In the wake of the recent massacre in Tucson, Ariz., it’s suddenly, temporarily, a little harder to laugh off scene after scene of obsessive gun fetishization and mass slaughter in a superhero vigilante lark. I’m as much of a hypocrite as any moviegoer on the issue of diversionary screen violence. I’ve lapped up more than my share. I appreciate the comic impulse behind this $120 million bauble; director Michel Gondry’s action comedy at least has the nerve to seek out more comedy than action.

But the script by Seth Rogen and Evan Goldberg, tailored for Rogen in the title role, rides a streak of blasé raunch and overscaled action smack into a series of walls, each spray-painted with phrases beginning with “Too.” Too much. Too numbing. Too coy. And ultimately, too violent. By the time the underworld villain played by Christoph Waltz of Inglourious Basterds gets his eyes gouged out and the auxiliary villain (no spoilers) is impaled by a falling car, the fun has been sidelined altogether.

Too bad, because there are some grace notes along the way. Unlike Batman or Superman, the Green Hornet is a niche figure, with which contemporary filmmakers can do whatever they like. Gondry’s sense of the fantastic, mixed with his attention to everyday reality, has led in previous projects to the glory that is Eternal Sunshine of the Spotless Mind, in addition to the more mixed but stimulating Science of Sleep and Be Kind Rewind. Gondry was pegged to direct The Green Hornet years ago, in an earlier incarnation; his time eventually came, and, with Rogen aboard, a straightforward, predictable result was virtually un-guaranteed.

Rogen and Goldberg, who wrote Superbad when they were still teenagers, retool The Green Hornet for a world overpopulated with superheroes and superhero movies.

> **LISTED ENTRIES**:
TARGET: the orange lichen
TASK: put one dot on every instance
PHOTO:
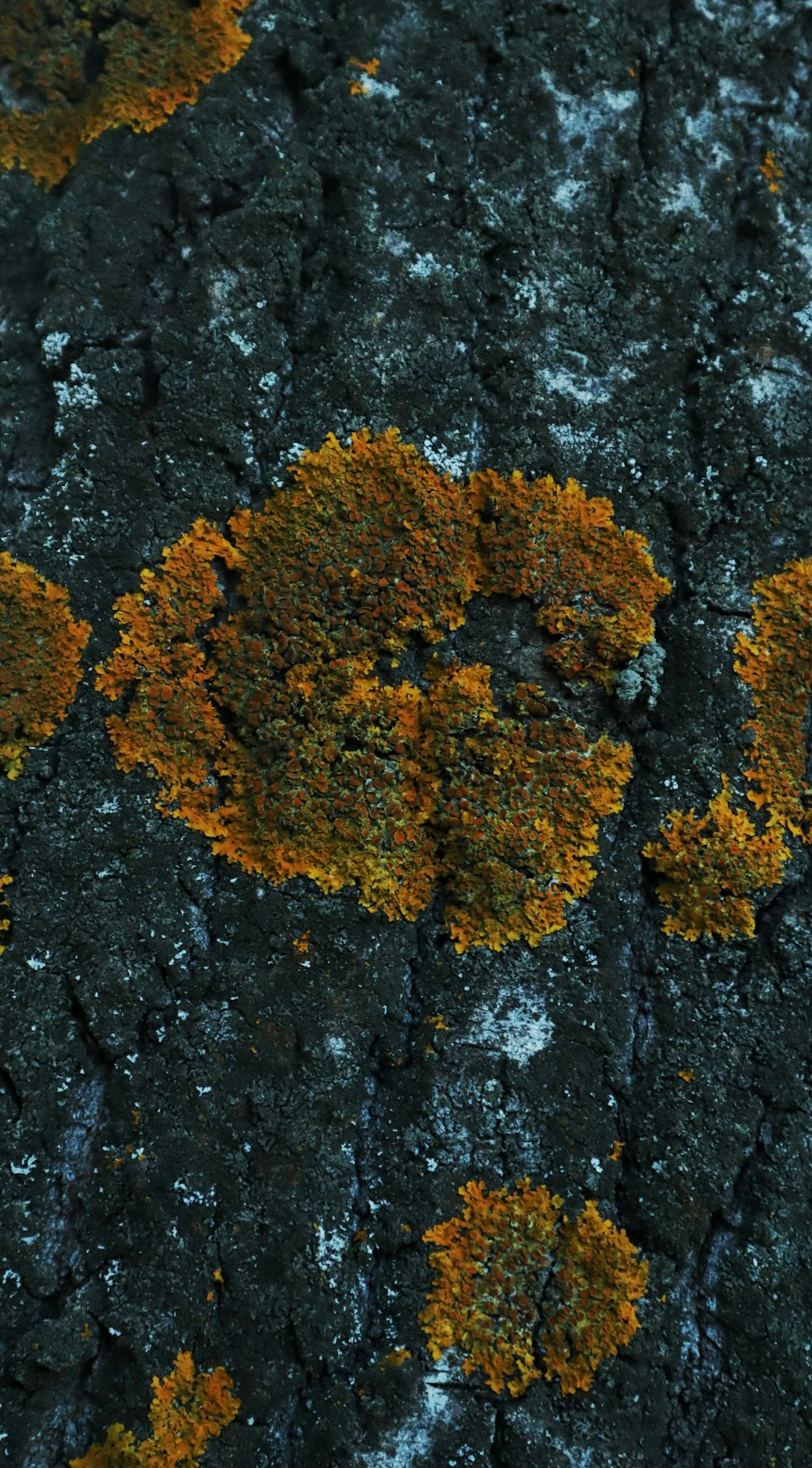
(711, 867)
(40, 669)
(512, 1262)
(775, 664)
(5, 912)
(594, 585)
(598, 1280)
(270, 725)
(90, 65)
(187, 1411)
(490, 1267)
(521, 803)
(357, 85)
(395, 1358)
(771, 172)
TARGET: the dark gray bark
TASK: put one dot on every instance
(543, 241)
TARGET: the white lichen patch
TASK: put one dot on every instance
(78, 394)
(447, 463)
(413, 1442)
(54, 347)
(374, 89)
(516, 1026)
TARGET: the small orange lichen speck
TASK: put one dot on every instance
(272, 731)
(357, 87)
(497, 1264)
(40, 669)
(187, 1411)
(394, 1358)
(5, 912)
(771, 171)
(89, 65)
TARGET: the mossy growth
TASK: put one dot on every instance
(187, 1411)
(40, 669)
(712, 865)
(269, 725)
(83, 67)
(521, 1291)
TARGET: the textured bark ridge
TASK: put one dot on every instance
(365, 1091)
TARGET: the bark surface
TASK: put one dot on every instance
(541, 240)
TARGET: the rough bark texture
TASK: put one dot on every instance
(541, 241)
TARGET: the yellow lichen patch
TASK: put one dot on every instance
(89, 65)
(771, 172)
(521, 802)
(172, 724)
(598, 1280)
(5, 912)
(710, 868)
(510, 1262)
(40, 669)
(187, 1411)
(595, 586)
(490, 1267)
(712, 865)
(268, 722)
(775, 664)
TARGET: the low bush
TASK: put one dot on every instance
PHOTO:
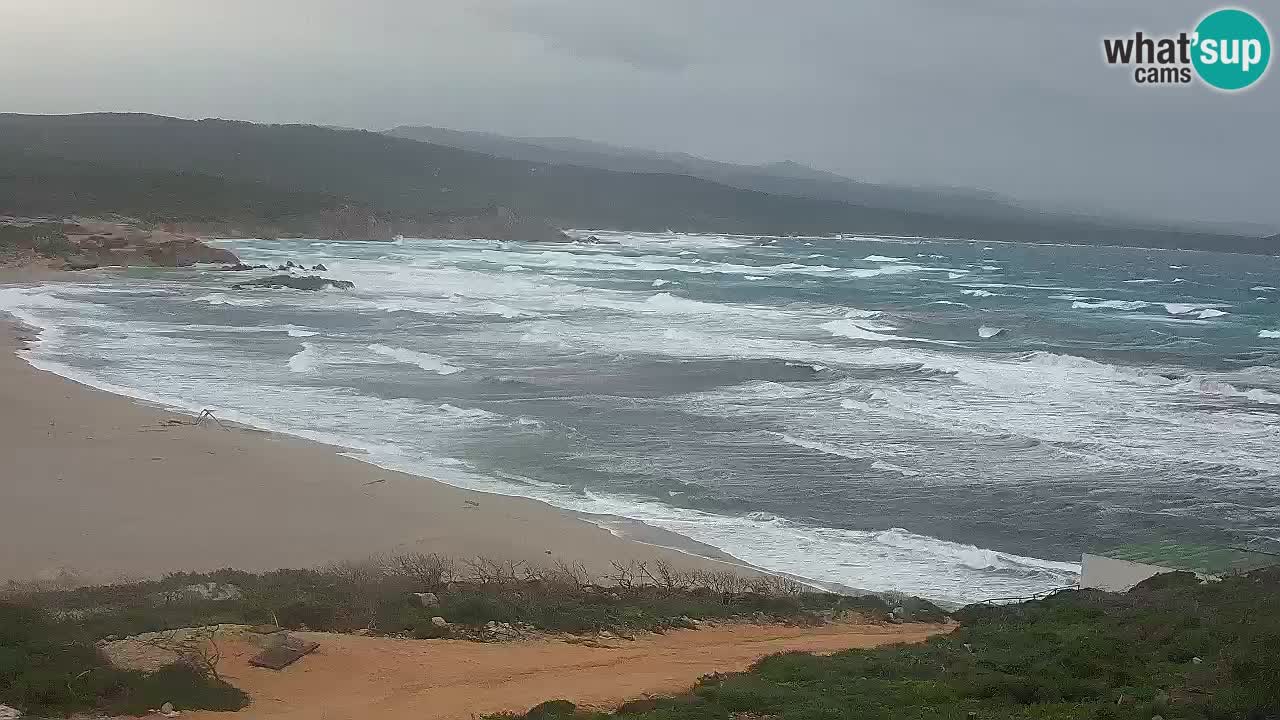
(49, 668)
(1170, 647)
(379, 596)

> **WHAT TO DO**:
A. Using the review of The Green Hornet, answer each question on its own line:
(i) What budget does the review give for the film?
(ii) Who wrote the script?
(iii) What did Rogen and Goldberg write while they were still teenagers?
B. Reproduce the passage of the Green Hornet review starting with "But the script" and going on through "been sidelined altogether.".
C. Continue the review of The Green Hornet from the point at which it stops.

> **RESPONSES**:
A.
(i) $120 million
(ii) Seth Rogen and Evan Goldberg
(iii) Superbad

B.
But the script by Seth Rogen and Evan Goldberg, tailored for Rogen in the title role, rides a streak of blasé raunch and overscaled action smack into a series of walls, each spray-painted with phrases beginning with “Too.” Too much. Too numbing. Too coy. And ultimately, too violent. By the time the underworld villain played by Christoph Waltz of Inglourious Basterds gets his eyes gouged out and the auxiliary villain (no spoilers) is impaled by a falling car, the fun has been sidelined altogether.

C.
Britt Reid (Rogen) is the playboy son of an L.A. newspaper baron (Tom Wilkinson) who dies by bee sting, leaving Britt in charge. Because he has nothing better to do — the script works more by whim and caprice than compelling plotting — he teams up with one of his father’s employees (Jay Chou, waging a touching, occasionally decipherable struggle with English) to become the Green Hornet, aided by faithful, patronized sidekick Kato.

What works here? The little things. When Kato invents a “gas bomb” that puts its victims to sleep, the first version knocks out Britt for a full 11 days (he wakes up with a considerable beard). That’s funny. It’s funny to see Kato in his underfurnished studio apartment updating his resume after his battle with Britt.

The car — the tricked-out Black Beauty, with machine guns embedded in the doorframes and an ancient LP player for atmosphere — looks fantastic. But Gondry’s action sequences tend toward the lengthy and the shapeless. The post-production 3-D is just about useless. And the enjoyment one gets from the body count, the scenes of people being crushed, pummeled or machine-gunned, well … this isn’t the week for The Green Hornet, at least for me. The film is pretty messed up even without a recent tragic event hanging over its head.